Restate the records below word for word, leaving nothing out.

--------------------------------

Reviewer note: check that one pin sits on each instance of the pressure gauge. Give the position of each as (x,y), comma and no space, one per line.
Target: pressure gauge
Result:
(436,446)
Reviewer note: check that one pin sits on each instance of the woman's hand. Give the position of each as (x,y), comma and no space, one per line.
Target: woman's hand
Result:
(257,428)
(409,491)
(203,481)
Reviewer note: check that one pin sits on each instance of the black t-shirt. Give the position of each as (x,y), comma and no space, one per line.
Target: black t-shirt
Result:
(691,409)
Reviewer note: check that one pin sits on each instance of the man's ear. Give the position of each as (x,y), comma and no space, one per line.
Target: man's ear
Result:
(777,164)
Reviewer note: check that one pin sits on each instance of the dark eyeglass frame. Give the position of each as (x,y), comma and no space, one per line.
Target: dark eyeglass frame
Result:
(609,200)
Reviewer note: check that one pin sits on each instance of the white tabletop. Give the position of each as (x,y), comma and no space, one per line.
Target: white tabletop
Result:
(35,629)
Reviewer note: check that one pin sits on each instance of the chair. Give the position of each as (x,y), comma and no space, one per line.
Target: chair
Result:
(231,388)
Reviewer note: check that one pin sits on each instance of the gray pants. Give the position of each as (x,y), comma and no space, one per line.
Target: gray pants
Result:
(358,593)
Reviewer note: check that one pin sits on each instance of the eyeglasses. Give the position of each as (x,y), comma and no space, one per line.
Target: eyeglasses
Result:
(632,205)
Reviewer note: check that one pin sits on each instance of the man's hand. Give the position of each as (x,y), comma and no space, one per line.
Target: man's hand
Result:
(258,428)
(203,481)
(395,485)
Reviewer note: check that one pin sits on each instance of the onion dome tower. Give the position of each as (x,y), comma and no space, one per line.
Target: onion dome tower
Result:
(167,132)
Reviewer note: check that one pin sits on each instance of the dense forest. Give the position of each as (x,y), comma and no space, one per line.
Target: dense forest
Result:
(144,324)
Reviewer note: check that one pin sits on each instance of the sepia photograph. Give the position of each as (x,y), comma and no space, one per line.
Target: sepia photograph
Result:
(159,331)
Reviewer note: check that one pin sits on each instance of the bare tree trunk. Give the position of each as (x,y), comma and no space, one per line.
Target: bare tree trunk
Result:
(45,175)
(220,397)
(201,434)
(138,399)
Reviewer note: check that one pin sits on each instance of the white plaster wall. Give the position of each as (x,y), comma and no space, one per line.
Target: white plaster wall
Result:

--------------------------------

RESPONSE BOX:
Reviewer note: check that one pin sits on each instance of the pressure gauge. Give the position of each as (x,y), comma and no space, one per line.
Target: pressure gauge
Result:
(436,446)
Reviewer note: check that one pin sits on each instance of the woman's hand. Give the position of each as (x,y), comma and no space, one per line.
Target: woman's hand
Result:
(257,428)
(409,491)
(203,481)
Reviewer note: check that one pin sits on each instance of the black t-shirt. Give the position of each as (x,y), comma and no space, one per line.
Target: black t-shirt
Result:
(691,409)
Reviewer note: check that one pin sits on each instance of the man's ear. Give the position of each as (x,y), comma and no space, one per line.
Target: man's ear
Result:
(777,164)
Reviewer note: check that one pin sits on each instance of the dark eyeglass frame. Give the position of each as (x,y), comma and no space, one per line.
Target: dark eyeglass frame
Result:
(609,200)
Reviewer note: check that one pin sits on each instance of the white tabletop. Give the position of each as (x,y), comma and no space, one per line.
Target: white tabletop
Result:
(35,629)
Reviewer note: check that one pin sits on each instance of the chair. Give the position of each as (x,y), comma and no space, one per line.
Target: chair
Result:
(231,388)
Reviewer note: check that one pin sits on each instance of the gray pants. Give the position of each as (x,y), comma and no space, one per line.
Target: gray pants
Result:
(358,593)
Reviewer note: check that one pin sits on each instance of the eyeglasses. Give the position of each as (x,y), comma and no space, one per line.
Target: eyeglasses
Result:
(632,205)
Reviewer note: check that one pin sits on each instance of the man's hand. Give the position of each as (x,y), comma and no space, one per line.
Target: man's hand
Result:
(258,428)
(203,481)
(395,485)
Reviewer note: check that one pin sits on each instance of the onion dome tower. Give the position of each as (x,y), comma and no space, one per line.
Target: onion dome tower
Result:
(167,132)
Reviewer note: check that one pin sits on each instance of the dense forest. Give the position of each as (x,y), comma and no space, one per line.
Target: dense forest
Result:
(144,324)
Reviewer note: check that one pin sits on each instance of the sepia photograph. Give the position of each as (x,y), comma and no space, one per line.
Target: sepia photograph
Result:
(159,331)
Reviewer note: check that one pin sits on each instance of the bare tree trunk. Give the position of each as (x,y), comma and no space, one per line.
Target: bare tree trunk
Result:
(45,175)
(220,397)
(201,434)
(138,399)
Reviewer note: check that one pin sits on each instance of the white plaster wall. Give the position of each as (x,y), comma and no space, one per line.
Target: white plaster wall
Result:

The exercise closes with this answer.